Nothing but the entries, copied exactly, should appear in the response.

↓↓↓

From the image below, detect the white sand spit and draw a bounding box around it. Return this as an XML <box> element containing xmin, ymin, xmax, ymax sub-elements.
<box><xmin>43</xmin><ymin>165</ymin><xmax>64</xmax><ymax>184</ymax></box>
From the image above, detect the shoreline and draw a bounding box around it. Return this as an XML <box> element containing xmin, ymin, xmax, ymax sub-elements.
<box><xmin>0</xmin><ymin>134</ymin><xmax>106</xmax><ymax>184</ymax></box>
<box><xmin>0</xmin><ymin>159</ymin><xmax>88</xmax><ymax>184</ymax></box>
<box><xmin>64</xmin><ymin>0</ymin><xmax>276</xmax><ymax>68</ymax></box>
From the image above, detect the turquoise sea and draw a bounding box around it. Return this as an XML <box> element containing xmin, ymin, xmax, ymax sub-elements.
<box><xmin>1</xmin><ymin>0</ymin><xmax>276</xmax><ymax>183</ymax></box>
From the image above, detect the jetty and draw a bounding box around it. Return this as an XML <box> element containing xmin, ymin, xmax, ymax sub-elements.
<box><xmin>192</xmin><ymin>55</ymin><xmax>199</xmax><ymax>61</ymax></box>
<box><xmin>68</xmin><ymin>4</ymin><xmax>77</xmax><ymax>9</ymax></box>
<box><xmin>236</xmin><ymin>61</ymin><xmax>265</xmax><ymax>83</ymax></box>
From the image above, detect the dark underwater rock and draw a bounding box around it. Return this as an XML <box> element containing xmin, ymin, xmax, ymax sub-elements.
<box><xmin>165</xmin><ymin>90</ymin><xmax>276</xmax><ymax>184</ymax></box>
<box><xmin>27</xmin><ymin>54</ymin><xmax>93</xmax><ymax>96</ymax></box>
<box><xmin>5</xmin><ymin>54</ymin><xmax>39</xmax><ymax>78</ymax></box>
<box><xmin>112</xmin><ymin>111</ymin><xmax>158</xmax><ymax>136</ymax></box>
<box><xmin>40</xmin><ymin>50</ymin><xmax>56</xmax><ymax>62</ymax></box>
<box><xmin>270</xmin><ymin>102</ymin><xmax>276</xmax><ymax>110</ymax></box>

↑↑↑

• **REPLY**
From the image below, detect the white sand spit and draw a bounding box around it. Return this as an XML <box> element containing xmin, ymin, xmax, ymax sub-elements.
<box><xmin>43</xmin><ymin>165</ymin><xmax>64</xmax><ymax>184</ymax></box>
From the image above, detect the shoreline and draw a bounding box around it. Return this as an XML <box> element containing xmin, ymin, xmax, ymax sub-elements.
<box><xmin>0</xmin><ymin>134</ymin><xmax>106</xmax><ymax>184</ymax></box>
<box><xmin>0</xmin><ymin>159</ymin><xmax>88</xmax><ymax>184</ymax></box>
<box><xmin>64</xmin><ymin>0</ymin><xmax>276</xmax><ymax>68</ymax></box>
From the image above, detect the turquoise sea and draw a bounding box around it. Return this as an XML <box> element containing xmin, ymin, xmax, ymax sub-elements.
<box><xmin>1</xmin><ymin>0</ymin><xmax>276</xmax><ymax>183</ymax></box>
From the image above, detect the jetty and draw a bounding box around it. Return this as an XML <box> element containing xmin, ymin, xmax, ymax sub-elements.
<box><xmin>192</xmin><ymin>55</ymin><xmax>199</xmax><ymax>61</ymax></box>
<box><xmin>68</xmin><ymin>4</ymin><xmax>77</xmax><ymax>9</ymax></box>
<box><xmin>236</xmin><ymin>61</ymin><xmax>265</xmax><ymax>83</ymax></box>
From the image above, detect the dark underwater rock and draw a bounding box around it. Return this as an XML <box> element containing xmin, ymin, xmax, ymax sub-elements.
<box><xmin>165</xmin><ymin>90</ymin><xmax>276</xmax><ymax>184</ymax></box>
<box><xmin>27</xmin><ymin>54</ymin><xmax>93</xmax><ymax>96</ymax></box>
<box><xmin>5</xmin><ymin>54</ymin><xmax>39</xmax><ymax>78</ymax></box>
<box><xmin>112</xmin><ymin>111</ymin><xmax>158</xmax><ymax>136</ymax></box>
<box><xmin>40</xmin><ymin>50</ymin><xmax>56</xmax><ymax>62</ymax></box>
<box><xmin>270</xmin><ymin>102</ymin><xmax>276</xmax><ymax>110</ymax></box>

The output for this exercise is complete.